Data Reviewer helped standardize the quality control process of prioritizing and finding errors and tracking the corrections. Within three months, one dataset was completely cleaned up. Spatial edits on the remaining two larger datasets were soon completed. The initial focus was finding disconnected features. Connectivity checks ensured that all features were connected properly for the water modeling software to successfully run and provide accurate results. Next, for service requests and work orders to be correctly created within the asset management software, each asset's ID must be populated and must not have duplicate values. These were determined using the Unique ID check.
Esri was also instrumental in helping the district build its databases and providing advice on data modeling such as using domains instead of subtypes. The district worked collaboratively with Esri to build a data schema that is now self-explanatory to users in the organization.
Before they acquired Data Reviewer and engaged Esri's help, Sullivan and Dickman were looking at years of manually checking features as they built their database. Now, only Dickman is working on the effort, and he is already six months ahead of schedule. By the time all three datasets are complete, they expect to have saved more than one man-year.
As new infrastructure development continues, the district plans to use ArcGIS Data Reviewer to perform QC on the new data as well as to maintain their existing data.
I highly recommend this approach for small shops like ours [whose staff] are not able to dedicate 100 percent of their time to doing QC.

■ DATA:
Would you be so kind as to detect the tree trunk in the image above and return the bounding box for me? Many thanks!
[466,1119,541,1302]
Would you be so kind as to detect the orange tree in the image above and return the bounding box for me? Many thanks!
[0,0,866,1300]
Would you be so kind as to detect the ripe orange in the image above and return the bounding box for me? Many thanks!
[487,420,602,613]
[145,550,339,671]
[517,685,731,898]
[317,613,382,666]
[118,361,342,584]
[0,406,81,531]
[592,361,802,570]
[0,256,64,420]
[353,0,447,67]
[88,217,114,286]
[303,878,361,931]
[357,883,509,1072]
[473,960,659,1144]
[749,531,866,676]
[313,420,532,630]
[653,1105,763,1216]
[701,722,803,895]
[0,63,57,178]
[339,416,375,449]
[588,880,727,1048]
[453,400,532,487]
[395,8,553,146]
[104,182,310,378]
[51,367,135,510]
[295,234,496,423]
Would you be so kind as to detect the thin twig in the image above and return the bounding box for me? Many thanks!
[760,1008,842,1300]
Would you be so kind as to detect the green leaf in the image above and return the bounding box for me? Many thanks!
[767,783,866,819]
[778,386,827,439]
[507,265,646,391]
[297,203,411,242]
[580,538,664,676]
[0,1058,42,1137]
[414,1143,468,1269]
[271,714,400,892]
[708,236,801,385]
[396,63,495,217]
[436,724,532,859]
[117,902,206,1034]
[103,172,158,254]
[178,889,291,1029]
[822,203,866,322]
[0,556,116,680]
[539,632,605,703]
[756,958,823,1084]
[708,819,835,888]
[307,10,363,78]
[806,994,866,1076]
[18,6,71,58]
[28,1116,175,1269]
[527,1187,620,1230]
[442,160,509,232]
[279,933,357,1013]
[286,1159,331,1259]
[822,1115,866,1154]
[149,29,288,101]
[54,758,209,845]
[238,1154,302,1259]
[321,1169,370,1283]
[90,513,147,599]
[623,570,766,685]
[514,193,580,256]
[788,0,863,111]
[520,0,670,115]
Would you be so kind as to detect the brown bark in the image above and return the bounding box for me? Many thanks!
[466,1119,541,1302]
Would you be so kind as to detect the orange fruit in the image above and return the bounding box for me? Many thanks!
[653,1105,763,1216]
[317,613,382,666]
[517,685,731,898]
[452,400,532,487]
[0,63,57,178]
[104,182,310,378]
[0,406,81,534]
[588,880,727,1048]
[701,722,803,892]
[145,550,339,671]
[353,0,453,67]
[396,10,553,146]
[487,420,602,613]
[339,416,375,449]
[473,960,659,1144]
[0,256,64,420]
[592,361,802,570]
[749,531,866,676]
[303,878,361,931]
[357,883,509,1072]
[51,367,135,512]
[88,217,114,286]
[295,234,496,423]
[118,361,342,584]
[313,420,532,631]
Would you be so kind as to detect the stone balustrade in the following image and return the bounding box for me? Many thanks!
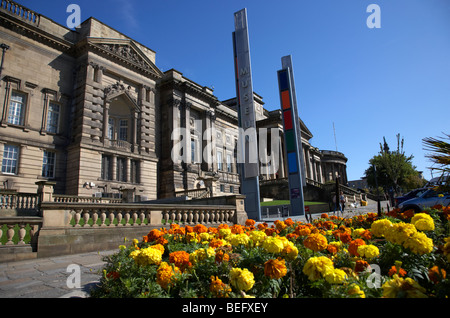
* * *
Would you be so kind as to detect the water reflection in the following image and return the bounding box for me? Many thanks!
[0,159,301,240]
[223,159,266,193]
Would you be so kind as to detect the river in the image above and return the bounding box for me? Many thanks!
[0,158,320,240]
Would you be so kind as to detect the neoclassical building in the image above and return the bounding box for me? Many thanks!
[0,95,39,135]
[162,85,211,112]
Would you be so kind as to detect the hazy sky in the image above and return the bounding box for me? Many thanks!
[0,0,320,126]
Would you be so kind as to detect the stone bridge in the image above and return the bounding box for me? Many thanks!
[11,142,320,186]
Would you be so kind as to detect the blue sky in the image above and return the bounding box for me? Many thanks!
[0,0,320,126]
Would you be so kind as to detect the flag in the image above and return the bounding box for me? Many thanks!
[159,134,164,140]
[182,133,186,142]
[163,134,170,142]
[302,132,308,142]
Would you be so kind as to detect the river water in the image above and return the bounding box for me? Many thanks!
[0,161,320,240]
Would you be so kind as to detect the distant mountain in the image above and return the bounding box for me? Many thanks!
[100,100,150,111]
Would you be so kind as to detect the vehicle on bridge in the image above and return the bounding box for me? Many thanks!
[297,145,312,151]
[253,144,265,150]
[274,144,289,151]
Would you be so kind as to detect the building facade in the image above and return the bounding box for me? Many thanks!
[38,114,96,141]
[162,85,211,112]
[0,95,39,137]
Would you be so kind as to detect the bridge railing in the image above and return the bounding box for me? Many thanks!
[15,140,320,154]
...
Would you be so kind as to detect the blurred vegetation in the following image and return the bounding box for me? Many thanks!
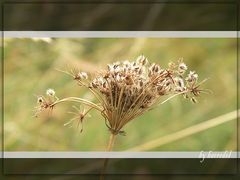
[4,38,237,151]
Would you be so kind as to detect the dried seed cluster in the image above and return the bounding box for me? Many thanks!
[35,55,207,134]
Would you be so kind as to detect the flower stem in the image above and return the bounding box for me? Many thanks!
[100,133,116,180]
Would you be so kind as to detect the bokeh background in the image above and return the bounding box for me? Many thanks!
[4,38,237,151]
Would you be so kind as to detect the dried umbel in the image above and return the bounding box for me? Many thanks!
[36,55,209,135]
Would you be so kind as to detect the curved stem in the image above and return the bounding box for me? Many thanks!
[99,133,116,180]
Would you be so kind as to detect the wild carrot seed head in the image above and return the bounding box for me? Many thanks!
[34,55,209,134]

■ REQUIREMENTS: In the text about Data Reviewer, which check found asset IDs that were missing or duplicated?

■ EXERCISE SOLUTION: The Unique ID check.